Task
Every line below that includes the word "clicks" needs to be copied.
■ ■ ■ ■ ■
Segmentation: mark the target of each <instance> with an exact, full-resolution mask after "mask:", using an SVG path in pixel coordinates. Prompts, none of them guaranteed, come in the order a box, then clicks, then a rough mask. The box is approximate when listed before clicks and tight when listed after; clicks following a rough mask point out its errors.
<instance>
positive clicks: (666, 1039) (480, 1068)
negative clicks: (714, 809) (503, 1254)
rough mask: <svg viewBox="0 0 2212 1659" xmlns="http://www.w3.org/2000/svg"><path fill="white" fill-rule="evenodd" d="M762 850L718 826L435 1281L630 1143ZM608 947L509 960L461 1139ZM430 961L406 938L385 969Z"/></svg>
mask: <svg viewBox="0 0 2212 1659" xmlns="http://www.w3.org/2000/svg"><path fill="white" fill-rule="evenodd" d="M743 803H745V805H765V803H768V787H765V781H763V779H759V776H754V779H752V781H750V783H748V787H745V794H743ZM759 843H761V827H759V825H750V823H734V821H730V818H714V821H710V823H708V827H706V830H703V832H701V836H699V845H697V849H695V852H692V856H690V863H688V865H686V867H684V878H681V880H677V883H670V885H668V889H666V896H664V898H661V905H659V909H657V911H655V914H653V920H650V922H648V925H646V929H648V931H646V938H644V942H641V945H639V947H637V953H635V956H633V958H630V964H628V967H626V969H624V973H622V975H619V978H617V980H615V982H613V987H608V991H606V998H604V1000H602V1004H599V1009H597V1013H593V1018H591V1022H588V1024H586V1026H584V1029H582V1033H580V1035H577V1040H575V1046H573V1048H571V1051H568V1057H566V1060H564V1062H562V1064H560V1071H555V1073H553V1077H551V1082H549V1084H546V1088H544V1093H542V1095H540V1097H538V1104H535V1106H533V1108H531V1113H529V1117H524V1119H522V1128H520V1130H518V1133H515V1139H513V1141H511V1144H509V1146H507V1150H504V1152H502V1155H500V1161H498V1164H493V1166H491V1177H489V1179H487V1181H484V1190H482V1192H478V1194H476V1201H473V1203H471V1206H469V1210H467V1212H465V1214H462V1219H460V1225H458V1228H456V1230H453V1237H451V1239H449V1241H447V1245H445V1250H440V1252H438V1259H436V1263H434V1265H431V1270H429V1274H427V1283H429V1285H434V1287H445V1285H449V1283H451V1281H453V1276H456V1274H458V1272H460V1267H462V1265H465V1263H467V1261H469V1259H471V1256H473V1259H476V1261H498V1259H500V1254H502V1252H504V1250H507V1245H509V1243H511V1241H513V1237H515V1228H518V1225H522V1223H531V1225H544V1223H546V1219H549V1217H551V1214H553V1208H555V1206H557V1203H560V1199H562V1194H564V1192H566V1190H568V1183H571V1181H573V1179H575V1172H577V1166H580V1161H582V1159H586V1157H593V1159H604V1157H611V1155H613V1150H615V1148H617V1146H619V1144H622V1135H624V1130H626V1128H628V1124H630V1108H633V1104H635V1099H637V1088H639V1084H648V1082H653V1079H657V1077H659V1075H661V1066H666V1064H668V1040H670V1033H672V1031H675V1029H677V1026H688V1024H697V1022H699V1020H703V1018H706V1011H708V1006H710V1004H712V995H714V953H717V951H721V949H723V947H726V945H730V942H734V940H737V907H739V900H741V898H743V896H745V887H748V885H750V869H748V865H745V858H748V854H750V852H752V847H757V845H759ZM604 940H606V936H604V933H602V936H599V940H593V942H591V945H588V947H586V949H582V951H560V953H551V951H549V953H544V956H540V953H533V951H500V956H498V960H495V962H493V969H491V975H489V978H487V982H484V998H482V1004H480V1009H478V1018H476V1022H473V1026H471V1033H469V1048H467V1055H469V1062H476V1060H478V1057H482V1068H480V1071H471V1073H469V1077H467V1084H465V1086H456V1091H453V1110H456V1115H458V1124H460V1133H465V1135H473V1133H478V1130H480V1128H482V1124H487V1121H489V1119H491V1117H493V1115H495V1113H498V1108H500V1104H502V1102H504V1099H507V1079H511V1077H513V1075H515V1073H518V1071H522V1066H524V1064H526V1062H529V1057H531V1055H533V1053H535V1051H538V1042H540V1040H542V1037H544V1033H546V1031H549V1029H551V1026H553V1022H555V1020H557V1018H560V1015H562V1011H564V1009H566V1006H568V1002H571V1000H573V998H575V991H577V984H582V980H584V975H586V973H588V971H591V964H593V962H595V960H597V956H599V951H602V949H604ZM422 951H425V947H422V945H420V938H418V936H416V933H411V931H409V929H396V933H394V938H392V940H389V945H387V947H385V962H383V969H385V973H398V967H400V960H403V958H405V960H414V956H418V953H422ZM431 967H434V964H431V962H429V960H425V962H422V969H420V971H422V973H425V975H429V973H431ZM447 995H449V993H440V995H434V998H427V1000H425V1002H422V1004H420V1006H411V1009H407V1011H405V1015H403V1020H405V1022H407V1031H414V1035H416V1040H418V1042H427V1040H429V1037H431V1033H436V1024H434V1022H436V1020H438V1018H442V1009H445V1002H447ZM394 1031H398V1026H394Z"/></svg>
■ ■ ■ ■ ■
Task response
Segmentation: mark the target of each <instance> with an exact, full-resolution mask after "mask:", using an SVG path in pixel coordinates. Prompts, none of them guaranteed, come in the order a box, then clicks, then a rough mask. The box is approximate when listed before clicks and tight when listed after; clicks following a rough mask point out its errors.
positive clicks: (666, 1039) (480, 1068)
negative clicks: (714, 809) (503, 1254)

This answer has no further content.